- **Aufgabe**
Stimmen die folgenden Aussagen mit dem Textauszug über die Fahrt durch mehrere Wadis überein? Antworten Sie jeweils mit Ja oder Nein und zitieren Sie die entscheidenden Worte des Auszugs wörtlich: (a) Die letzten Kilometer der Verbindungspiste verlaufen durch ein schmales Seitenwadi. (b) Im Wadi Bani Kharus gibt es reichlich Übernachtungsplätze. (c) Die Nacht wird im Hof des Forts in Awabi verbracht.

- **Textauszug**

Die Verbindungspiste ins Wadi Sahtan ist traumhaft schön, im steilen Auf- und Ab sucht sie sich ihren Weg durch das aufgeschichtete Gebirge, gibt immer wieder tolle Blicke auf die in der Sonne blitzenden Gipfel und Wände frei. Die letzten Kilometer führen dann direkt durch ein schmales Seitenwadi, wo wir manchmal ganz schön zirkeln müssen, um durchzukommen. Auch einige Bäume müssen auf „Mannis“ Gardemaße zurechtgestutzt werden, damit wir unter den dichten und stacheligen Ästen hindurch passen.

Das Wadi Sahtan ist schließlich erreicht, es ist teilweise sehr breit und extrem trocken, so dass wir bei flotter Fahrweise eine lange Staubfahne hinter uns herziehen. Auf der nun guten Piste und der anschließenden Teerstraße erreichen wir zügig Rustaq, wo wir einen Supermarkt stürmen und eine späte Mittagspause machen.

Unser Tagesziel heute ist allerdings das Wadi Bani Kharus, das südlich von Awabi aus den Bergen austritt. Doch wir sind enttäuscht, denn das Wadi ist sehr breit und mit einer neuen Teerstraße versehen, die dem Ganzen doch den Reiz nimmt. Auch Übernachtungsplätze sind nicht wirklich vorhanden, und so kehren wir am Ende des Wadis um und fahren wieder hinaus nach Awabi, wo wir uns in den Hof des dortigen Forts stellen. Bewacht von mittelalterlichen Kanonen verbringen wir innerhalb des Gemäuers die Nacht.

- **Extrahierte Daten**

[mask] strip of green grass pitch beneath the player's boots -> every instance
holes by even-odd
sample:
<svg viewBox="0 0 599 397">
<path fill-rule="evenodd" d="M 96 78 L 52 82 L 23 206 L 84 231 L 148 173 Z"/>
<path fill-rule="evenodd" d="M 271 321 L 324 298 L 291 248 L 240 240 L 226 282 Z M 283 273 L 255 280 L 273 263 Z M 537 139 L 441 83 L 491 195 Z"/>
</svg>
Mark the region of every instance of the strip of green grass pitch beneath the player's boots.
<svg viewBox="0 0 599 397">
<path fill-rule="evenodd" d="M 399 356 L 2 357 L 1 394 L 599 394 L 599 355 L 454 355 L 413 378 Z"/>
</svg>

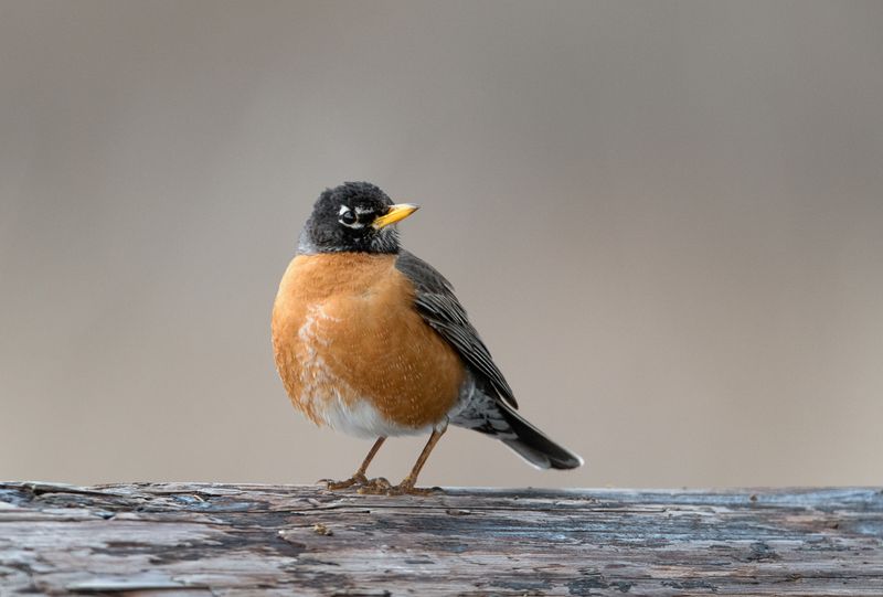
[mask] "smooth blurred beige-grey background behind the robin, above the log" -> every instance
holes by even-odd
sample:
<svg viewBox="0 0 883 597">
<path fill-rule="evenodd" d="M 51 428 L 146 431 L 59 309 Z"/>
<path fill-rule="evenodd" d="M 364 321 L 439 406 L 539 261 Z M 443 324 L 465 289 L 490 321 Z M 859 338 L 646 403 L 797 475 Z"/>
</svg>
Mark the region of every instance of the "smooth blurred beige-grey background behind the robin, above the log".
<svg viewBox="0 0 883 597">
<path fill-rule="evenodd" d="M 311 482 L 276 284 L 318 192 L 423 204 L 542 473 L 883 478 L 883 2 L 0 2 L 0 478 Z M 422 440 L 374 469 L 404 475 Z"/>
</svg>

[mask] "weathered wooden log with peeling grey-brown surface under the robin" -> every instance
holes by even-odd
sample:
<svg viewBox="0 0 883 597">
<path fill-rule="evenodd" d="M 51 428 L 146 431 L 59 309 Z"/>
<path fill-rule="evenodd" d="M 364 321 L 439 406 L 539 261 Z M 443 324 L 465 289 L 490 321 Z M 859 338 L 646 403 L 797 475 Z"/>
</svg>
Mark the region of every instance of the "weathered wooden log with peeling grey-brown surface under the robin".
<svg viewBox="0 0 883 597">
<path fill-rule="evenodd" d="M 0 594 L 883 595 L 879 489 L 0 484 Z"/>
</svg>

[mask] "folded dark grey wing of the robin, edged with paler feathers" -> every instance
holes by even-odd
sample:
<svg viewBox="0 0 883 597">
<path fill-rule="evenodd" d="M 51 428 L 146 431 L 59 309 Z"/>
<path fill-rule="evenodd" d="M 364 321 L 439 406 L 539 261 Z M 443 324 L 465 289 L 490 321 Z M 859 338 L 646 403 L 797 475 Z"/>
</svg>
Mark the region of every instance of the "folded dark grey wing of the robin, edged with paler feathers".
<svg viewBox="0 0 883 597">
<path fill-rule="evenodd" d="M 405 249 L 400 252 L 395 267 L 414 285 L 414 302 L 424 321 L 454 347 L 472 373 L 500 401 L 518 408 L 512 388 L 469 322 L 466 309 L 454 295 L 454 286 L 433 266 Z"/>
</svg>

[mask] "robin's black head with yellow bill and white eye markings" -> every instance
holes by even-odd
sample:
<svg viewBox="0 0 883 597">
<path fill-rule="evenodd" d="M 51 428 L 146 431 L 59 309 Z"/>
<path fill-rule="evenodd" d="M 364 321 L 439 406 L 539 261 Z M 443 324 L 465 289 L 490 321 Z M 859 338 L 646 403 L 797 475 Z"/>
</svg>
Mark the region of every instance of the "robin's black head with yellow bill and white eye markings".
<svg viewBox="0 0 883 597">
<path fill-rule="evenodd" d="M 394 204 L 369 182 L 326 189 L 300 233 L 298 253 L 398 253 L 395 224 L 417 209 Z"/>
</svg>

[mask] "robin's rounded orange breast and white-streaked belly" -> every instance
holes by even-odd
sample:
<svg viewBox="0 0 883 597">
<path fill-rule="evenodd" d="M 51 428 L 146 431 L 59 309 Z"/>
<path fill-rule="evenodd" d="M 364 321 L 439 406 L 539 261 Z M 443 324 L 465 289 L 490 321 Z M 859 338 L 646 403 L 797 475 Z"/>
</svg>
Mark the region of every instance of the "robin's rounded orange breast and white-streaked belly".
<svg viewBox="0 0 883 597">
<path fill-rule="evenodd" d="M 372 416 L 404 428 L 442 420 L 465 371 L 413 303 L 395 256 L 295 257 L 273 309 L 276 366 L 295 406 L 342 427 L 351 422 L 341 416 L 365 418 L 364 402 Z"/>
</svg>

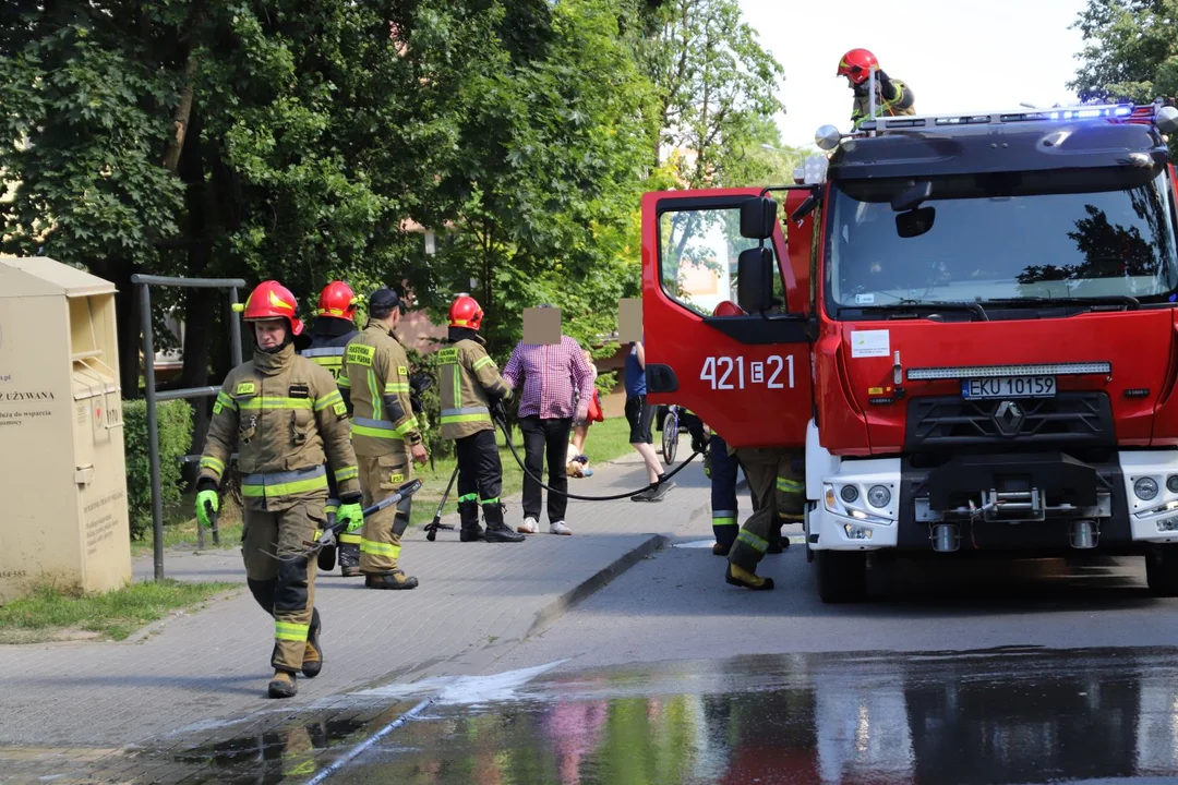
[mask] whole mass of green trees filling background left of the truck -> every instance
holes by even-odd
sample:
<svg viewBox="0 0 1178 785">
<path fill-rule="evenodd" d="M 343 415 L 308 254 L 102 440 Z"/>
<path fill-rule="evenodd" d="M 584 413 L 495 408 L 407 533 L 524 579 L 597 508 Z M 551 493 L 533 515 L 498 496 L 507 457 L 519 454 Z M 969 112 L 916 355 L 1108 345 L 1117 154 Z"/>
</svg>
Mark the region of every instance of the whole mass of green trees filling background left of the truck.
<svg viewBox="0 0 1178 785">
<path fill-rule="evenodd" d="M 735 0 L 4 6 L 0 169 L 20 185 L 0 246 L 123 290 L 135 270 L 278 278 L 306 317 L 333 278 L 435 315 L 470 291 L 502 361 L 541 301 L 585 345 L 616 327 L 644 191 L 789 174 L 760 147 L 781 68 Z M 699 155 L 660 166 L 661 142 Z M 225 368 L 207 297 L 153 301 L 183 310 L 186 384 Z"/>
</svg>

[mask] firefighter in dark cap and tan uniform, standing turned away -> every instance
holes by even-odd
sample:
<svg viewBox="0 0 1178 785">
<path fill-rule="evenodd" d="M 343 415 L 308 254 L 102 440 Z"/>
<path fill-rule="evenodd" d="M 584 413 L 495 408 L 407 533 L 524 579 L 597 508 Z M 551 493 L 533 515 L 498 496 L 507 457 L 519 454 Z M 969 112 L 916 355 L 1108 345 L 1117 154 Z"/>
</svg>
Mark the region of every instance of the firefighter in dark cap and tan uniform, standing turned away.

- **Lösung**
(a) Ja: „Die letzten Kilometer führen dann direkt durch ein schmales Seitenwadi“
(b) Nein: „Auch Übernachtungsplätze sind nicht wirklich vorhanden“
(c) Ja: „fahren wieder hinaus nach Awabi, wo wir uns in den Hof des dortigen Forts stellen“